GIVEN REQUEST: Reproduce the listing below word for word, with no pictures.

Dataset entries
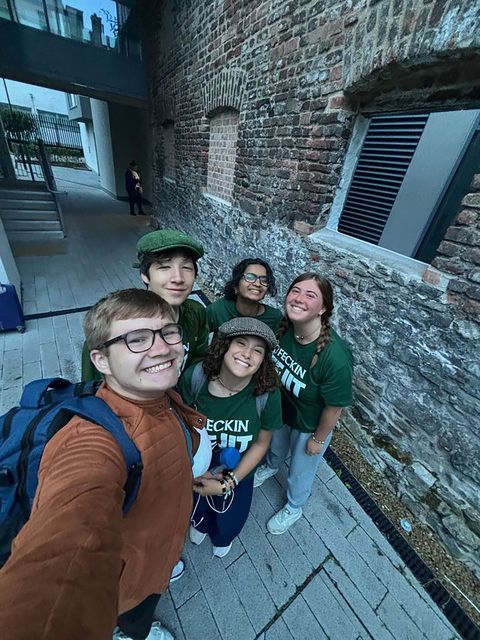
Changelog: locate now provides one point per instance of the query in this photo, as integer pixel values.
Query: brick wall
(222, 152)
(169, 150)
(297, 73)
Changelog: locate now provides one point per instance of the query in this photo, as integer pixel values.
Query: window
(403, 178)
(169, 150)
(221, 154)
(72, 101)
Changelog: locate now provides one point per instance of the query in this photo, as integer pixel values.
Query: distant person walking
(133, 185)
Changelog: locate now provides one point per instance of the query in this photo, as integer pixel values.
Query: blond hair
(326, 290)
(121, 305)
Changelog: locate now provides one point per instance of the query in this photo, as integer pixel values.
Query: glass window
(30, 13)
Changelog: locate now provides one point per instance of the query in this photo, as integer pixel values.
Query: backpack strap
(186, 432)
(198, 379)
(96, 410)
(34, 392)
(261, 402)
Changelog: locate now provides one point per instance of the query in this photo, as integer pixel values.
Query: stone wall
(298, 73)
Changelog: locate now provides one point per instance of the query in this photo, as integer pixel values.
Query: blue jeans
(302, 466)
(224, 527)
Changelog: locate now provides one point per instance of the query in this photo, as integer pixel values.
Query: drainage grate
(444, 600)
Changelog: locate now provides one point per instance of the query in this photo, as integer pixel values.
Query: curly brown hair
(266, 378)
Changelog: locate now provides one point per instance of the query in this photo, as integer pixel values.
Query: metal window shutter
(386, 153)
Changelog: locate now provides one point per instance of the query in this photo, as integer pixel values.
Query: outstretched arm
(61, 580)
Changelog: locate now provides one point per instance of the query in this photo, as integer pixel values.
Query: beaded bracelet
(231, 478)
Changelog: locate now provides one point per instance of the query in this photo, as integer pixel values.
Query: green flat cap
(165, 239)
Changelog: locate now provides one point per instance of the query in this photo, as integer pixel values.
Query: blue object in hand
(229, 458)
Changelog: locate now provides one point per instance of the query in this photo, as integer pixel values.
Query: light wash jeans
(302, 466)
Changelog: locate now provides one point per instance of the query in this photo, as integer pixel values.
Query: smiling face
(244, 356)
(139, 376)
(252, 291)
(171, 277)
(304, 301)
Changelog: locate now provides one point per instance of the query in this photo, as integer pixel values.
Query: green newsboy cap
(165, 239)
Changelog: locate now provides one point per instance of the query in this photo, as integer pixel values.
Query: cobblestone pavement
(333, 575)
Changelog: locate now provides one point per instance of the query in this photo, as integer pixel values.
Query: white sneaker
(221, 552)
(157, 632)
(263, 473)
(196, 536)
(177, 571)
(283, 520)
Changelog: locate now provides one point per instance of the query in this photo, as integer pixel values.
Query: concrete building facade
(316, 96)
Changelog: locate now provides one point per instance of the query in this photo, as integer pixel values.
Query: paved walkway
(333, 575)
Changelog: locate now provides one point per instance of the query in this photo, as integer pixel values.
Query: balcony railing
(103, 23)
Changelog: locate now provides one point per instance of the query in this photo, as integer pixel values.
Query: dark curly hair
(229, 291)
(266, 378)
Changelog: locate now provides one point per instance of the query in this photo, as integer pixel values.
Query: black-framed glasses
(252, 277)
(142, 339)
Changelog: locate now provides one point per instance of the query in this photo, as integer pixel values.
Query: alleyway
(332, 576)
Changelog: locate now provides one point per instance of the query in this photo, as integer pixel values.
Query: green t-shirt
(306, 391)
(193, 320)
(233, 421)
(222, 310)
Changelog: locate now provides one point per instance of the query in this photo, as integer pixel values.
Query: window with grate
(222, 154)
(403, 172)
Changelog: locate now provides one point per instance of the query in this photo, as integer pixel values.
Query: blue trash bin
(11, 314)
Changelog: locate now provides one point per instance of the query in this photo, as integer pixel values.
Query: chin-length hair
(230, 288)
(266, 378)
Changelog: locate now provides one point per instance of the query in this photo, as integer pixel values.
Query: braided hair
(326, 290)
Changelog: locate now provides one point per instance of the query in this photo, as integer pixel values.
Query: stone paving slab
(333, 575)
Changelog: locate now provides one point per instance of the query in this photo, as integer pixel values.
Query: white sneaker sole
(221, 552)
(197, 537)
(279, 533)
(257, 482)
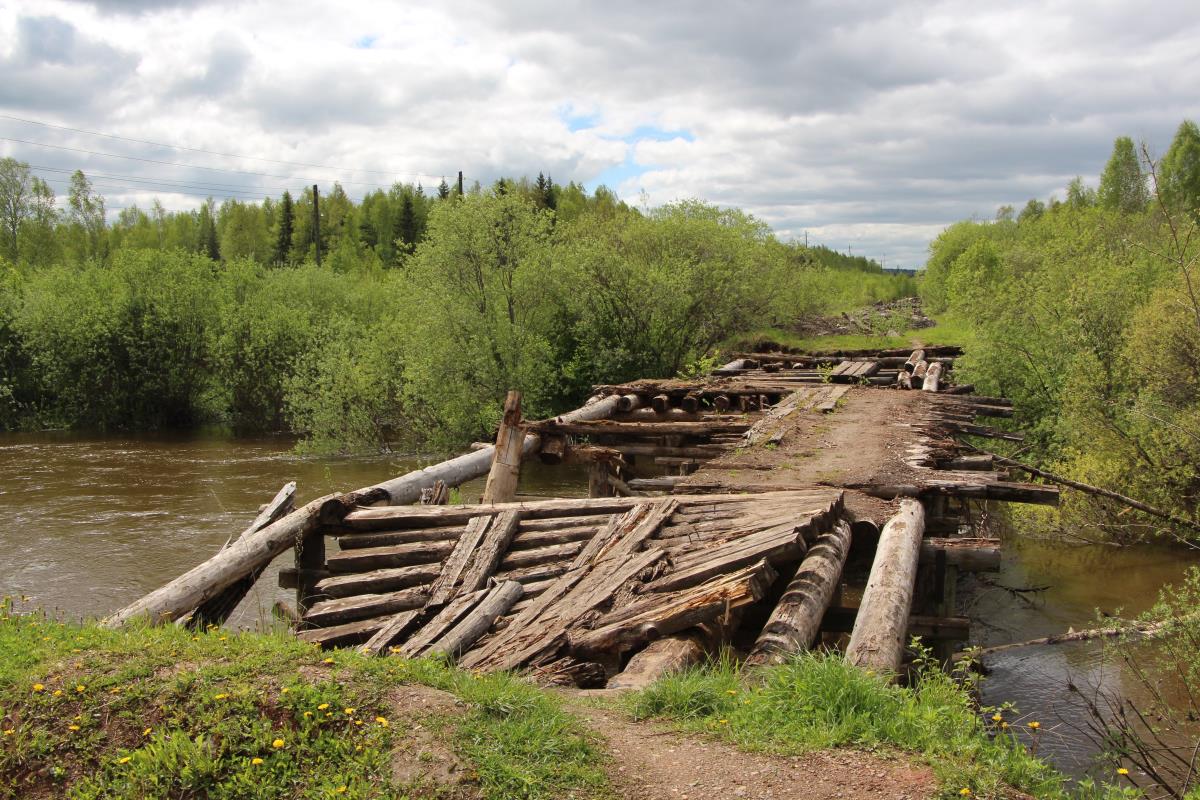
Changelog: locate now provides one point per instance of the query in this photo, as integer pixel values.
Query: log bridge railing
(649, 572)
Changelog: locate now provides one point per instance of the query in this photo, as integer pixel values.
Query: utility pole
(316, 221)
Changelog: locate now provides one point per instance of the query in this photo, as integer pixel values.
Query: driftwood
(879, 637)
(505, 470)
(217, 609)
(228, 566)
(796, 620)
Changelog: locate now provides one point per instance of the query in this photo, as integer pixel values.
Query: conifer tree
(283, 234)
(1123, 184)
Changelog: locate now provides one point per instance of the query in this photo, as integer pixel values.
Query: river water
(93, 523)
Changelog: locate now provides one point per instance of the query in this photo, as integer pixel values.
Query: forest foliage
(423, 311)
(1086, 312)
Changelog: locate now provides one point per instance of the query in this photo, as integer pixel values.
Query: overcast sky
(865, 125)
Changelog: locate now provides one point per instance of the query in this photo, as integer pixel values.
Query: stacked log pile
(531, 584)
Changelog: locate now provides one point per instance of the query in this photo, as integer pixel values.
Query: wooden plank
(447, 585)
(490, 552)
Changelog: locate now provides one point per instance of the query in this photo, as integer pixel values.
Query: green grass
(816, 702)
(160, 713)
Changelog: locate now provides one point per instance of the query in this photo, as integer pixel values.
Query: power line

SOLVED EXERCISE:
Changelog: locate now provides one point per instance of the query in this photo, as integer pixel values.
Query: brick wall
(222, 152)
(169, 150)
(297, 73)
Changelog: locate now provides one point per instance of the query in this photo, as integer pixel values.
Query: window
(403, 178)
(169, 150)
(221, 154)
(72, 101)
Changelog: locate now provides one point per instance of the query in this photo, as integer pixel values.
Query: distant person walking
(133, 185)
Changelog: locate now provides one point per instance of the query in this photo, as integer pixel values.
Query: blond hair
(326, 290)
(121, 305)
Changelog: locate now provides one point per instance of the query in this photo, as integer pixel values.
Query: glass window
(30, 13)
Changelog: locate now provides one point per instance of the query in this photo, as integer pixel values.
Query: backpack strap
(186, 432)
(198, 379)
(96, 410)
(34, 392)
(261, 402)
Changelog: locate now provides one point per instance of the query in this photo, as integer pixel values.
Query: stone wall
(298, 73)
Changelog: locate now provides one point per instance of the query in this photo, as integer pixel values.
Query: blue jeans
(302, 466)
(224, 527)
Changelog: locate now provides one point per instance of the query in this photo, as integer pixel values.
Query: drainage grate
(444, 600)
Changelog: locate now provides one point per instance of the query in this photo, as integer pixel values.
Query: curly brown hair
(266, 378)
Changelog: locate now provides one point per instance of the query in this photo, as integer pixel values.
Query: metal window shutter
(386, 153)
Changelog: locate now provides one point per instance of the query in this photo, as integer pixel values.
Query: outstretched arm
(61, 580)
Changelog: locate now provides one point per instance of the query in this photo, as integer pixel values.
Query: beaded bracelet
(231, 478)
Changelog: locate now provides one point per instance of the query in this photo, as integer pixel values.
Query: green flat cap
(165, 239)
Changelog: locate now provides one point per instance of the query in this photo, as integer pixel values.
Query: blue object in hand
(229, 458)
Changelog: locate now provides one point per instance of the query in this photo, as integer pixel values.
Query: light wash jeans
(302, 466)
Changelog: locate now provides one point per instance of the query in this photo, as integer pixel values.
Query: smiling face
(244, 356)
(139, 376)
(252, 291)
(171, 277)
(304, 301)
Changelog: locate now provides one point per instance of the query in this photo, as integer pixel values.
Query: green newsboy cap
(165, 239)
Changelog: locate now provides one point per instance of the query in this photo, as integer pixel values.
Query: cobblestone pavement
(333, 575)
Changelog: locate now provides one point per instance of the query in this photo, as integer pixel values.
Query: white sneaker
(221, 552)
(157, 632)
(263, 473)
(196, 536)
(177, 571)
(283, 520)
Changelog: locate now provides one point per instance of the query in this photo, as integer pixel values.
Query: concrete building facade
(316, 96)
Changelog: locate now provides one point per instance of the query in this photo, as integer pixel values.
Query: paved walkway
(333, 575)
Changelog: locate now provides one point per instance of the query in this photo, as integer pixel values.
Query: balcony railing
(103, 23)
Changelog: locate now provides one point per instance of the query in this photo, as integer pixel values.
Query: dark curly hair
(229, 291)
(266, 378)
Changelog: locate now provides one point per instance of the query in this photo, as integer pixel values.
Query: black-framed glasses
(252, 277)
(142, 339)
Changelog: locate now provides one point per instance of the query in this photo, as integer pixel values.
Query: alleyway
(332, 576)
Changelog: locate now provides one point per instance of the query in this photo, as integer pixel values.
Query: green t-shirt
(306, 391)
(193, 320)
(233, 421)
(222, 310)
Changelog: locate now provides one point per instance of the query in this photo, as integer pixel values.
Query: window with grate
(222, 154)
(403, 172)
Changelog: locate now provides one point per instance of the query in this photo, as integer pixel values.
Query: blue trash bin
(11, 314)
Changelog: locate now provides one point per instance of the query in this photo, as integer pixel values.
Query: chin-length hair
(230, 288)
(266, 378)
Changelog: locate now provides one point per instance of the query in this photo, as integer pixel values.
Query: braided hair
(326, 290)
Changelog: locate now provides one point per instance of the query in this photo, as integer pixel values.
Query: stone paving slab
(333, 575)
Changelog: locate now provides one point per instance of the query in this photo, as integer pixel values.
Query: white sneaker sole
(221, 552)
(197, 537)
(279, 533)
(257, 482)
Changelog: locate now provides one point per instance of the query in this photo, as integer pixel values.
Query: log bridge railing
(649, 572)
Changelog: locate now provides one point per instance of the query in this photo, as integer pixel values.
Query: utility pole
(316, 221)
Changelog: locate now provides one point per instance of the query in this photo, as integer pixel values.
Query: driftwood
(879, 637)
(505, 470)
(217, 609)
(228, 566)
(796, 620)
Changelog: locate now provides one point per instance of the query in this photo, as integer pixel values.
Query: conifer tree
(283, 234)
(1123, 184)
Changelog: locate now provides one point per instance of the query in this photo, as integer pixel values.
Query: river water
(93, 523)
Changelog: locate now provides one point per instance of the query in this photo, as integer pixel values.
Query: forest foliage
(423, 311)
(1086, 312)
Changelog: locate now provides one point per instance of the query in this photo, as integer pixel values.
Query: overcast sky
(865, 125)
Changelog: locate now provides one point per instance of the query in this photo, as integer pixel values.
Query: stacked log pile
(531, 584)
Changelog: locate now provides one point per instance of the query in this photo, as integer pixel values.
Query: wooden plank
(447, 585)
(490, 552)
Changelog: locate now provides one point per instance of the query in this photo, as integer pixel values.
Query: green grass
(816, 702)
(160, 713)
Changelog: locate now provides one point per instance of the query in this photo, as integer pixel values.
Query: power line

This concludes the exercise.